- [TO DO]: Find every line below that contains the word "query", matching case exactly, and copy each one.

--- Begin DATA SECTION ---

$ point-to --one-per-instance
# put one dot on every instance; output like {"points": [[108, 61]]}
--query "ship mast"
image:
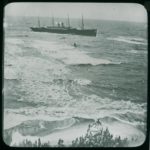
{"points": [[68, 22], [82, 25], [38, 22], [53, 21]]}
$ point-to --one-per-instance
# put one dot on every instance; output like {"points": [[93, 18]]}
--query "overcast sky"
{"points": [[107, 11]]}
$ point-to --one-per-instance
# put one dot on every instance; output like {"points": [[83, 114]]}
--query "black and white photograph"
{"points": [[75, 74]]}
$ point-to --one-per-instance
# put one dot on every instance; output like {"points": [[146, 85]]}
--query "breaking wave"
{"points": [[131, 40]]}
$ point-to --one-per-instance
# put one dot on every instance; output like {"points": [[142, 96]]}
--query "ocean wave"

--- End DATA SECTION ---

- [OUTPUT]:
--query "ship mast"
--query "overcast sky"
--query "black and white photograph"
--query "breaking wave"
--query "ocean wave"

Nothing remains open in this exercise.